▸ PARTS OF THE EXERCISE:
1. Extract from the web-as-corpus handout the passage starting with "Processing corpus resources" and going on through "as Corpus (WaC)".
2. Continue the web-as-corpus handout from its final sentence onward.

Start of TEXT TO READ

Some words about term project

  1. Data collection

    • [corpus] crawling web (evaluative) data
    • [lexicon] compiling (emotional) lexical data from various sources (dictionary, thesaurus, wordnet, etc)
  2. Data pre-processing

    • [corpus] cleaning, tokenization/segmentation, pos tagging
    • [lexicon] mungling
  3. Data annotation and pattern extraction

    • [corpus] ngram, collocates, lexical bundles
    • [lexicon] integraing patterns and scoring
  4. Data analysis

    • [corpus and lexicon] exploratory data analysis: data statistics, plotting and hypothesis/algorithm
  5. Prediction/classification model

    • [corpus and lexicon] model training, testing and tuning
  6. Implementation and Report

    • [app] implementation, publishing and user feedback.

Processing corpus resources

  • We have introduced the nltk ways to work with corpora.
  • A case study of CHILDES and TCCM corpus.
  • Move on to the WaC(web as corpus) for our term project.

  • Review of handout on week_4.2
  • A case study on Taiwan Corpus of Child Mandarin TCCM

Web as Corpus (WaC)

  • Using Web as a large linguistic data repository.
  • Senario and essential knowledge for WaC.
In [1]:
# Basic Senario
img = plt.imread('pipeline.png')
imshow(img)
Out[1]:
<matplotlib.image.AxesImage at 0x1115b1490>

Review of collecting textual data

Raw texts

  • raw texts from the local file(s)
  • raw texts from the web (known (pre-defined) url(s))

Web scraping and access various Web Services via APIs

  • html texts from the web (known (pre-defined) url(s))
  • URL's from any website (using BeautifulSoup)
  • Search Engine Results (google APIs)
  • RSS Feeds
  • Meta-data and posts from social networks APIs (Facebook, Twitter,Weibo, Plurk)

Web crawling

  • Crawling volumous data for (linguistic) purpose (using lingSpider)

  • raw texts from the local file(s)
In [3]:
import nltk, pprint
from __future__ import division
In [4]:
# your turn
  • Accessing Blogs via RSS feeds

    • RSS stands for Rich Site Summary and uses standard web feed formats to publish frequently updated information: blog entries, news headlines, audio, video.

End of TEXT TO READ
Start of RECORDS SHOWN

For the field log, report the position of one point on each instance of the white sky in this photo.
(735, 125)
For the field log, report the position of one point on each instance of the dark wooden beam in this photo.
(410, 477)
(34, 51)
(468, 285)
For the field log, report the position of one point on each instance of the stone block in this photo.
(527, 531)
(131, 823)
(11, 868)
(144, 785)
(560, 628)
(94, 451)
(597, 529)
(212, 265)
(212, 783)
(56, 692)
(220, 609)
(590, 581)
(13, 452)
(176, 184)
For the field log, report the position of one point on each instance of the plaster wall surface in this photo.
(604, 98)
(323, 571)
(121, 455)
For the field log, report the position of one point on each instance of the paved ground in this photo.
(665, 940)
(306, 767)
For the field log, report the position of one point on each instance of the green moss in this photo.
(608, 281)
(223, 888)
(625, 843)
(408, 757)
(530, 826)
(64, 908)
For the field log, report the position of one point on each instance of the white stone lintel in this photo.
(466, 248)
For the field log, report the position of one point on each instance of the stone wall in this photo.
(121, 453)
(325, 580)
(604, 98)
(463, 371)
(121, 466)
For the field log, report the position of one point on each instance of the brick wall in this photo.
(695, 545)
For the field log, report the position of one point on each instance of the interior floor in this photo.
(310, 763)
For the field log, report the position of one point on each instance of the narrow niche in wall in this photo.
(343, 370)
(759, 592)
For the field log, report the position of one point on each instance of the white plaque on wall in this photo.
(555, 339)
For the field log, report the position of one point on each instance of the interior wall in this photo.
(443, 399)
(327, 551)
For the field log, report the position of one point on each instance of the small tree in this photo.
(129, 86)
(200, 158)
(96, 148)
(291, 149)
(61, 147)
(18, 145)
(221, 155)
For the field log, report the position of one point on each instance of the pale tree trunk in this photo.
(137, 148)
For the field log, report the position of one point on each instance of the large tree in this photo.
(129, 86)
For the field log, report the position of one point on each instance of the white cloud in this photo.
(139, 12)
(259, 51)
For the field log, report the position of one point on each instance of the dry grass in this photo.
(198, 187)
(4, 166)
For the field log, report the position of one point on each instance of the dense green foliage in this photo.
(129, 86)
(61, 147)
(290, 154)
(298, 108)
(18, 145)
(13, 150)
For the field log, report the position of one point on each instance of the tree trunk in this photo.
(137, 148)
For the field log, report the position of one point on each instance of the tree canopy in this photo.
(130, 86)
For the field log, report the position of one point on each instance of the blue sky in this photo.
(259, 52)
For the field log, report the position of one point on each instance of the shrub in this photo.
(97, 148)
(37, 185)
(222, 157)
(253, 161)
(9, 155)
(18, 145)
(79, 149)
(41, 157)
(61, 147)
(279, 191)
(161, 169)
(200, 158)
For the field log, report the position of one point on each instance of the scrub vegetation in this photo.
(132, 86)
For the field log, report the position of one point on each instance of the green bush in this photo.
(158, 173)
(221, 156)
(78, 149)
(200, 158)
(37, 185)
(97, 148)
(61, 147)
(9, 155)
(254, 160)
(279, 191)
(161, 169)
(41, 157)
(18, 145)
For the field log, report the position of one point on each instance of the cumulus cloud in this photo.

End of RECORDS SHOWN

▸ TASK RESPONSES:
1.
Processing corpus resources

  • We have introduced the nltk ways to work with corpora.
  • A case study of CHILDES and TCCM corpus.
  • Move on to the WaC(web as corpus) for our term project.

  • Review of handout on week_4.2
  • A case study on Taiwan Corpus of Child Mandarin TCCM

Web as Corpus (WaC)

2.
    • An RSS document (called "feed") includes full or summarized text, and metadata, like publishing date and author's name.

    • The most commonly used elements in RSS feeds are "title", "link", "description", "publication date", and "entry ID". The less commonnly used elements are "image", "categories", "enclosures" and "cloud".

With the help of a library called Feedparser, you can access the content of a blog. Feedparser parses feeds in all known formats, including Atom, RSS, and RDF. Use pip (A tool for installing and managing Python packages) to install:

(sudo) pip install feedparser

In [6]:
import feedparser
In [14]:
# Let's try the RSS feed of "languagelog"(http://languagelog.ldc.upenn.edu/nll/)
d = feedparser.parse("http://languagelog.ldc.upenn.edu/nll/?feed=atom")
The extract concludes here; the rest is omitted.